ESTRATTO FORNITO

L’alleanza imperialista in nome dell’egemonia statunitense e israeliana

Analisi di Bouthaina Shaaban, consigliere politico del Presidente siriano Bashar Al-Assad.

Un documento recentemente rilasciato, preparato dalla CIA nel 1983 e reso pubblico il 20 gennaio 2017, è la prova del fatto che ai tempi gli Stati Uniti incoraggiarono Saddam Hussein ad attaccare la Siria, il che avrebbe naturalmente condotto a un sanguinoso conflitto delle due parti che avrebbe prosciugato le risorse da entrambi i lati.

Il documento, preparato dall’ai tempi ufficiale della CIA Graham Fuller, indica i persistenti tentativi da parte dei servizi segreti statunitensi di convincere Saddam ad attaccare la Siria con qualunque pretesto, in modo da manovrare i due più potenti stati del mondo arabo alla distruzione reciproca, distogliendo quindi la loro attenzione dalla situazione israeliano-palestinese.

Dal momento che Saddam era già impegnato in un violento scontro con l’Iran, era necessario che fosse incentivato e incoraggiato dagli stati satellite americani nella regione, come l’Arabia Saudita e gli Stati del Golfo, che si offrirono di finanziare il potenziale conflitto in modo da sferrare un colpo micidiale alla crescente influenza siriana sul territorio.

Dunque, gli Stati Uniti misero la più moderna tecnologia bellica a disposizione di Saddam al fine di accerchiare la Siria con un’ulteriore potenza ostile oltre a Turchia, Giordania e Israele. Secondo il documento rilasciato, gli Stati Uniti speravano da tale strategia che la pressione su più fronti costringesse la Siria a fare concessioni nel braccio di ferro con Israele. Da questa nuova relazione declassificata emerge l’importanza che gli Stati Uniti attribuivano a un eventuale coinvolgimento di Saddam, in quanto una presa di posizione dell’Iraq nella direzione auspicata dalla CIA avrebbe spezzato le fila nel quadro del mondo arabo e avrebbe fatto da schermo agli interessi israeliani e americani perseguiti sul territorio.

Per questi motivi, gli Stati Uniti si applicarono al fine di costruire un consenso trasversale nei propri stati satellite nel mondo arabo circa un possibile intervento di Saddam. Israele era favorevole all’idea di innescare tensioni ai confini tra la Siria e i vicini dell’Iraq, del Libano, della Turchia e della Giordania, perché il governo israeliano considerava la Siria, e non l’Iraq, la minaccia maggiore.

COMPITO
Per ciascuna delle tre affermazioni seguenti, indica con sì o no se concorda con l'estratto sul documento della CIA riportato sopra, citando le parole decisive dell'estratto.
1. Il documento della CIA è stato reso pubblico nel 2017.
2. L'Arabia Saudita e gli Stati del Golfo si rifiutarono di finanziare il conflitto.
3. Il governo israeliano considerava l'Iraq la minaccia maggiore.

MATERIALE FORNITO
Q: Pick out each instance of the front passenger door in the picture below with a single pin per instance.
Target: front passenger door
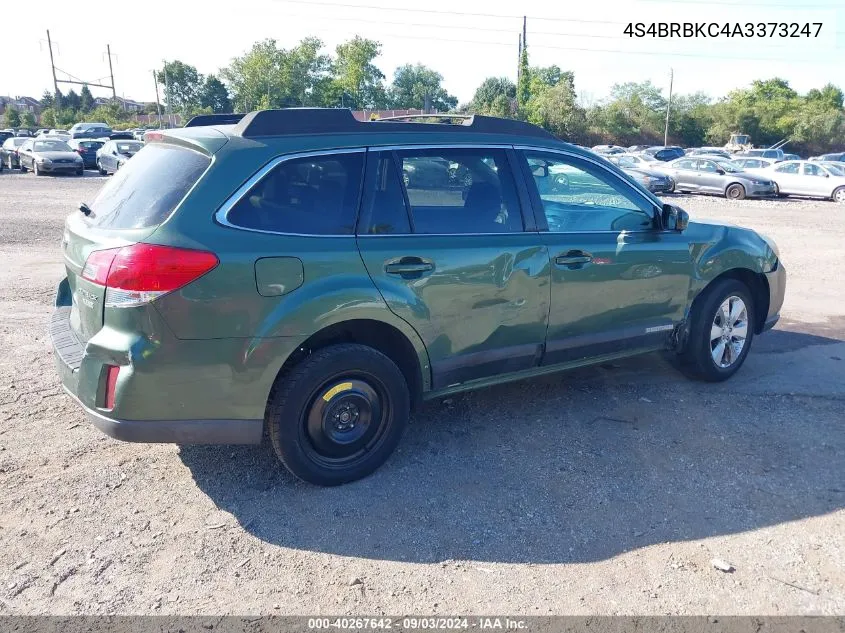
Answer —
(619, 282)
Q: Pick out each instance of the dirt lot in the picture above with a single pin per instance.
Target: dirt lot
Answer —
(606, 490)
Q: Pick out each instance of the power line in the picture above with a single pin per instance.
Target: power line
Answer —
(492, 30)
(593, 50)
(442, 12)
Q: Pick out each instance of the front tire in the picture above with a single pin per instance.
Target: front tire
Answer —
(735, 192)
(339, 414)
(721, 331)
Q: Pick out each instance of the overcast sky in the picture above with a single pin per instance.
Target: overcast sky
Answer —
(583, 36)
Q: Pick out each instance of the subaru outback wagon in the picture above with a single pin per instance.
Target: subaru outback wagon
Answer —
(295, 272)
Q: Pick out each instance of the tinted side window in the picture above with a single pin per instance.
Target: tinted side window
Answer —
(580, 196)
(316, 195)
(384, 210)
(460, 191)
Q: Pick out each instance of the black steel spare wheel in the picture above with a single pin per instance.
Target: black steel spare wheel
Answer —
(345, 418)
(338, 414)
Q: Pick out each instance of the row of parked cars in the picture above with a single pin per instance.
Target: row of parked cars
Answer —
(85, 145)
(713, 170)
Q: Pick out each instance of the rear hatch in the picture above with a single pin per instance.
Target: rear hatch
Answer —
(127, 210)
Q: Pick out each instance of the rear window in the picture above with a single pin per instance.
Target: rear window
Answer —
(317, 195)
(147, 189)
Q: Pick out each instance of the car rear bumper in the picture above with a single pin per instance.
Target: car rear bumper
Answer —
(60, 168)
(777, 291)
(161, 399)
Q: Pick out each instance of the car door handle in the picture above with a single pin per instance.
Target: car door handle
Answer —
(573, 257)
(408, 266)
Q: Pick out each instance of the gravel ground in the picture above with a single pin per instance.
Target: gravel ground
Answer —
(605, 490)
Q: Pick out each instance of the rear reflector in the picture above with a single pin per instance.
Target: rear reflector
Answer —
(112, 371)
(137, 274)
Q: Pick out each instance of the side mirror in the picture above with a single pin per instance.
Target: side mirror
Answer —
(674, 218)
(540, 171)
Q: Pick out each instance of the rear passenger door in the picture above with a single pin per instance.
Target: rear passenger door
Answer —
(443, 234)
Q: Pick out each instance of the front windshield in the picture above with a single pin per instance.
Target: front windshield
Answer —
(51, 146)
(729, 166)
(128, 148)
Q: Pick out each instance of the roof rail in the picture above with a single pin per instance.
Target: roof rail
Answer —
(292, 121)
(214, 119)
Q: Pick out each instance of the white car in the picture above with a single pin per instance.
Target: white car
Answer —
(754, 165)
(805, 178)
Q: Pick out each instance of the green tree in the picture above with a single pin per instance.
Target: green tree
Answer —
(417, 86)
(48, 99)
(28, 119)
(72, 101)
(523, 89)
(12, 116)
(357, 76)
(182, 84)
(48, 117)
(86, 99)
(495, 96)
(214, 95)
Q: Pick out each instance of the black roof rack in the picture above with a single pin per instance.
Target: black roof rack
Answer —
(214, 119)
(292, 121)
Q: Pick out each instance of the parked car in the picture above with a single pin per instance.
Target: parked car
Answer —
(750, 164)
(609, 149)
(654, 181)
(87, 149)
(325, 297)
(811, 179)
(705, 175)
(49, 156)
(9, 151)
(708, 151)
(62, 135)
(776, 154)
(837, 157)
(90, 130)
(664, 154)
(114, 154)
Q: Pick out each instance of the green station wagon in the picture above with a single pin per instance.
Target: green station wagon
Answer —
(315, 276)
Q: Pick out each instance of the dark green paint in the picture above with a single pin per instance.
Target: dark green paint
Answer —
(213, 349)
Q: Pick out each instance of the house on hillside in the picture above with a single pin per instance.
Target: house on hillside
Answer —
(21, 104)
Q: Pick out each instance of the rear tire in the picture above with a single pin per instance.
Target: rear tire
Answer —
(720, 333)
(735, 192)
(339, 414)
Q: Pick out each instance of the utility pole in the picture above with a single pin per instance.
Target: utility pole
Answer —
(111, 72)
(668, 107)
(158, 103)
(53, 67)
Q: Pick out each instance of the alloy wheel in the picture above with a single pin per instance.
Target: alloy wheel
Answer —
(728, 332)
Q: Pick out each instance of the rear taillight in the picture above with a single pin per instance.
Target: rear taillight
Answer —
(137, 274)
(112, 372)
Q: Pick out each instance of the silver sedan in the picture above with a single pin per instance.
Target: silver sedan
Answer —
(707, 175)
(805, 178)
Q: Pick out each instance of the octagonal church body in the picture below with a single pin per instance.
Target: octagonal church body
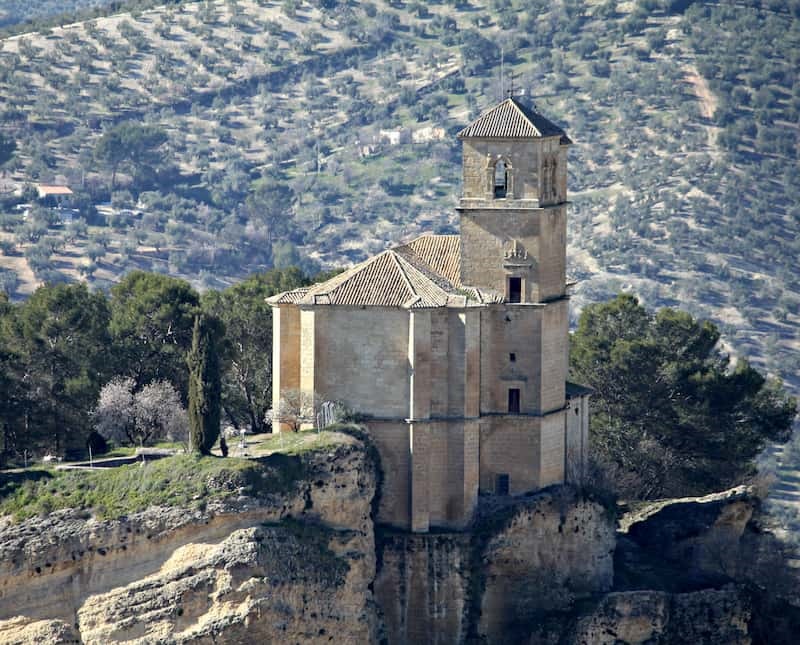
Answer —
(455, 347)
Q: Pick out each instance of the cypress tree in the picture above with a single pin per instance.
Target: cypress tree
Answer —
(204, 384)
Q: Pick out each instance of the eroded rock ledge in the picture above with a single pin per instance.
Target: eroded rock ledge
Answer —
(293, 567)
(303, 566)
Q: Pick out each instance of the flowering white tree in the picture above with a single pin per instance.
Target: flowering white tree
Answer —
(113, 417)
(158, 413)
(296, 408)
(150, 415)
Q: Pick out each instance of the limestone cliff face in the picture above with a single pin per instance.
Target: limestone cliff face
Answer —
(634, 617)
(554, 550)
(294, 567)
(301, 566)
(494, 584)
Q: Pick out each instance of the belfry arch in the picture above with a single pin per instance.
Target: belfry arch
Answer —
(500, 177)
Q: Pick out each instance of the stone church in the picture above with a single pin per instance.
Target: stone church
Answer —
(455, 347)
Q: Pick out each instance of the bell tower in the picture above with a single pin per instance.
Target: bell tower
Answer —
(513, 206)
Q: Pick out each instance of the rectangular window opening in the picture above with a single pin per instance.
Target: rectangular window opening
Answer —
(503, 484)
(515, 289)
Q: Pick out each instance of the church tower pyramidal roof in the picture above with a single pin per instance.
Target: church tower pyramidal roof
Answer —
(426, 272)
(512, 119)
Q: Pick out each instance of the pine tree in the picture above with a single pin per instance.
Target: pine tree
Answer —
(204, 384)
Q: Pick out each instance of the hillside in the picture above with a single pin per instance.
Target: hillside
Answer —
(322, 132)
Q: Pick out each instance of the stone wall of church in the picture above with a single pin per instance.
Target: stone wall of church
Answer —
(358, 357)
(455, 363)
(528, 449)
(394, 446)
(551, 451)
(554, 351)
(510, 445)
(577, 440)
(430, 472)
(486, 237)
(285, 354)
(507, 330)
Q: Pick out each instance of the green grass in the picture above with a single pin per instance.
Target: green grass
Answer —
(182, 480)
(297, 443)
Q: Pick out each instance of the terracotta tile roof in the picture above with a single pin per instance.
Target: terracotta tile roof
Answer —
(48, 190)
(423, 273)
(442, 253)
(511, 119)
(394, 278)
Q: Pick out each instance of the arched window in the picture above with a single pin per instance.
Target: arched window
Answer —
(500, 179)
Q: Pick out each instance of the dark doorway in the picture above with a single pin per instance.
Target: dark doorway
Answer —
(515, 289)
(503, 484)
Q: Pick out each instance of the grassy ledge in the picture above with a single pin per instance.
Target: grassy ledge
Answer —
(182, 480)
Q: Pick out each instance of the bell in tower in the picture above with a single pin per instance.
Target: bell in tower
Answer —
(513, 206)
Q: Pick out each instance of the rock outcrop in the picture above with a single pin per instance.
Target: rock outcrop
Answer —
(494, 584)
(292, 567)
(633, 617)
(302, 566)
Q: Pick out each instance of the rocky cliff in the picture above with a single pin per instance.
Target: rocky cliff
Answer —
(289, 567)
(307, 565)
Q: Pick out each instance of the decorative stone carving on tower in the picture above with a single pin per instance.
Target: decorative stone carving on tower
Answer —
(514, 196)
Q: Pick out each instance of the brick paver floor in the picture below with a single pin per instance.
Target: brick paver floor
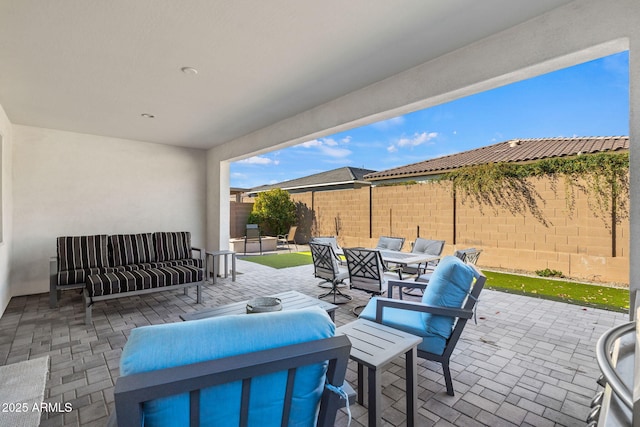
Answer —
(526, 362)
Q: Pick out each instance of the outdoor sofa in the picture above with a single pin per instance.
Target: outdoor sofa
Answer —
(106, 267)
(264, 369)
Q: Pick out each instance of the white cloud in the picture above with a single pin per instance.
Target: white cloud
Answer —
(330, 142)
(417, 139)
(328, 147)
(389, 123)
(312, 143)
(259, 160)
(334, 152)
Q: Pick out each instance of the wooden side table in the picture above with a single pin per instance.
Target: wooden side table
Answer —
(215, 254)
(374, 345)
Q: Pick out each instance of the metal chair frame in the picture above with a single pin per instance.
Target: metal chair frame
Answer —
(326, 267)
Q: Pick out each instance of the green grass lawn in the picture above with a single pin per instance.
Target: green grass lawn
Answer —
(614, 299)
(293, 259)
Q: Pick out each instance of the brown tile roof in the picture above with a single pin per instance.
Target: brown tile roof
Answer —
(341, 175)
(515, 150)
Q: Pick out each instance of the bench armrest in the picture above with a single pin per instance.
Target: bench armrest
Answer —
(193, 249)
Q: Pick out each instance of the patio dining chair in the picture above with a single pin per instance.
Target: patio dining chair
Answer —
(440, 317)
(287, 239)
(390, 243)
(420, 282)
(332, 240)
(327, 267)
(424, 246)
(366, 272)
(252, 235)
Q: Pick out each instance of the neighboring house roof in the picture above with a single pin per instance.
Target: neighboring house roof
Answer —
(515, 150)
(345, 176)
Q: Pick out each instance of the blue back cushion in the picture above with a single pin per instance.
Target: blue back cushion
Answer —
(156, 347)
(449, 285)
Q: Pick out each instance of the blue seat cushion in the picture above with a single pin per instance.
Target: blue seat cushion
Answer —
(408, 321)
(156, 347)
(448, 286)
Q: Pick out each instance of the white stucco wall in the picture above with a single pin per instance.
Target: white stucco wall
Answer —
(75, 184)
(7, 208)
(581, 31)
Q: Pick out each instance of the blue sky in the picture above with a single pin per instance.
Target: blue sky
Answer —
(590, 99)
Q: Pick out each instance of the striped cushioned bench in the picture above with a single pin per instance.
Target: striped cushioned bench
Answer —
(117, 284)
(124, 264)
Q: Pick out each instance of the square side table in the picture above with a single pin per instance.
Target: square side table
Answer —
(374, 346)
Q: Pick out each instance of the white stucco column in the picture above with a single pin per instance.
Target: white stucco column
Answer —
(634, 168)
(218, 203)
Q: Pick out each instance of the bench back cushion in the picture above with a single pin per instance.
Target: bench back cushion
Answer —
(448, 287)
(82, 252)
(172, 246)
(132, 249)
(150, 348)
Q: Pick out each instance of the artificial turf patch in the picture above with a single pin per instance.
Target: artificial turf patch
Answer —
(287, 260)
(608, 298)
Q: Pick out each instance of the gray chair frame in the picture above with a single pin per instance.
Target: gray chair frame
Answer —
(326, 266)
(252, 234)
(132, 391)
(469, 256)
(460, 314)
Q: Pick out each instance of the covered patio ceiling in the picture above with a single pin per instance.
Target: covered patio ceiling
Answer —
(95, 67)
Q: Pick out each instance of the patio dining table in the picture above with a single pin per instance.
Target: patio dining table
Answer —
(402, 258)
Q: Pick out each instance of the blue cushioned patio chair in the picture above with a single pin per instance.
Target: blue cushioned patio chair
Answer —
(326, 266)
(448, 302)
(264, 370)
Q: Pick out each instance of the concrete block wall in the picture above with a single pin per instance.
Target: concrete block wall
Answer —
(580, 245)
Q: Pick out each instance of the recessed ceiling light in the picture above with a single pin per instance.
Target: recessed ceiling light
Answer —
(189, 70)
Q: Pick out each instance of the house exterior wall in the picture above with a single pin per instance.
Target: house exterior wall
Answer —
(580, 245)
(238, 218)
(76, 184)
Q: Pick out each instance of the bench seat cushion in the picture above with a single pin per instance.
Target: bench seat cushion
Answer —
(172, 246)
(150, 348)
(79, 276)
(128, 281)
(196, 262)
(132, 249)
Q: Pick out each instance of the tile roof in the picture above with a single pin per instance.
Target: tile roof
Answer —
(515, 150)
(336, 176)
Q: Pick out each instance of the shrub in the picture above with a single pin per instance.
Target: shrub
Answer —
(274, 211)
(549, 273)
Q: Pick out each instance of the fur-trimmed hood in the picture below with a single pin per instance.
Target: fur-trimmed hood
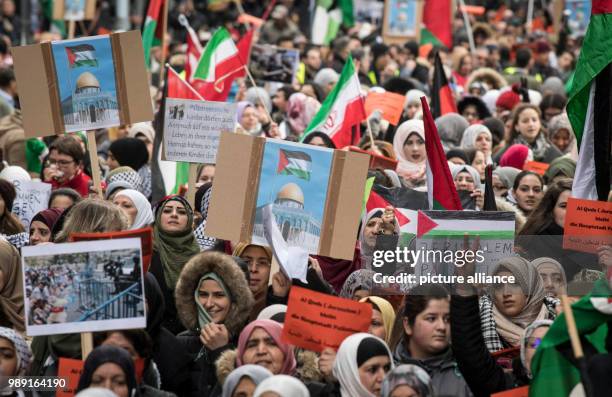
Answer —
(307, 365)
(228, 270)
(489, 76)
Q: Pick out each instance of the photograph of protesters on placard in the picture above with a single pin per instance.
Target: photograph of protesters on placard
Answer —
(271, 63)
(85, 74)
(292, 177)
(84, 286)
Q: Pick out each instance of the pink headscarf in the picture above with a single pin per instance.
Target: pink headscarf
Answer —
(300, 111)
(275, 330)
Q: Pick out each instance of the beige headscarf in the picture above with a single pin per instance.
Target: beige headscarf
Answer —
(526, 275)
(11, 286)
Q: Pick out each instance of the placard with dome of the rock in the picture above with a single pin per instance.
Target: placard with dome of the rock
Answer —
(82, 84)
(315, 194)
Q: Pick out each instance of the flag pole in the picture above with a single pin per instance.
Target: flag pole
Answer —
(162, 63)
(576, 345)
(257, 91)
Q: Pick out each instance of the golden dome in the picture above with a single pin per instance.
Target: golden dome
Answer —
(291, 191)
(87, 80)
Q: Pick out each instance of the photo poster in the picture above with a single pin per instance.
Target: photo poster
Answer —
(273, 64)
(85, 73)
(192, 129)
(402, 20)
(445, 230)
(83, 287)
(32, 197)
(294, 178)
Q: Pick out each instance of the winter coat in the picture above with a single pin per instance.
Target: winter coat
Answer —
(202, 372)
(446, 379)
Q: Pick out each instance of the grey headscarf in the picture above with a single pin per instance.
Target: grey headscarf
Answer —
(410, 375)
(256, 373)
(451, 127)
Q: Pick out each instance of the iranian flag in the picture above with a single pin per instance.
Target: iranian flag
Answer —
(555, 370)
(81, 55)
(590, 106)
(152, 28)
(342, 110)
(441, 190)
(219, 62)
(294, 163)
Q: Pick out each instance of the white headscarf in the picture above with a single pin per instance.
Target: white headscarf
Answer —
(283, 385)
(403, 132)
(345, 366)
(144, 216)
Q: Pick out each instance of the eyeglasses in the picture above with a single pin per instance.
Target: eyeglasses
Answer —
(59, 162)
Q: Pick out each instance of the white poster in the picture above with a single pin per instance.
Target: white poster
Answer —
(192, 129)
(32, 197)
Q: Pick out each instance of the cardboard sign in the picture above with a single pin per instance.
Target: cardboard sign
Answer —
(71, 370)
(518, 392)
(82, 84)
(145, 235)
(192, 129)
(271, 63)
(536, 167)
(315, 321)
(316, 194)
(588, 225)
(390, 103)
(74, 10)
(83, 287)
(32, 197)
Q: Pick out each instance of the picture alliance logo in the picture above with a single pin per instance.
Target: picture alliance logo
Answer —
(412, 257)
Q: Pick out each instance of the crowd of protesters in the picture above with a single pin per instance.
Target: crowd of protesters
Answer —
(215, 309)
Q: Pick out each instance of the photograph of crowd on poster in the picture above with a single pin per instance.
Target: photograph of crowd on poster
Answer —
(86, 83)
(84, 286)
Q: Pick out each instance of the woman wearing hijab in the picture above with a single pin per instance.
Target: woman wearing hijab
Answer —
(11, 288)
(478, 136)
(509, 308)
(503, 180)
(244, 380)
(133, 153)
(362, 362)
(467, 179)
(9, 223)
(553, 276)
(42, 225)
(424, 339)
(407, 380)
(112, 368)
(136, 207)
(281, 385)
(409, 148)
(383, 317)
(168, 354)
(358, 284)
(173, 245)
(213, 301)
(300, 111)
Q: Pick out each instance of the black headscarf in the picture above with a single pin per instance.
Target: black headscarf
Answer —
(130, 152)
(109, 354)
(155, 304)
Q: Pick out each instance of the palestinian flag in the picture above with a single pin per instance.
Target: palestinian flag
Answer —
(81, 55)
(294, 163)
(152, 29)
(555, 370)
(443, 102)
(219, 61)
(342, 110)
(441, 190)
(437, 18)
(590, 106)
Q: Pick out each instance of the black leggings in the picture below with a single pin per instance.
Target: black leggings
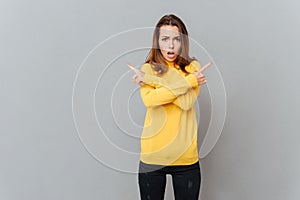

RISPOSTA
1. Sì: «reso pubblico il 20 gennaio 2017».
2. No: «si offrirono di finanziare il potenziale conflitto».
3. No: «considerava la Siria, e non l’Iraq, la minaccia maggiore».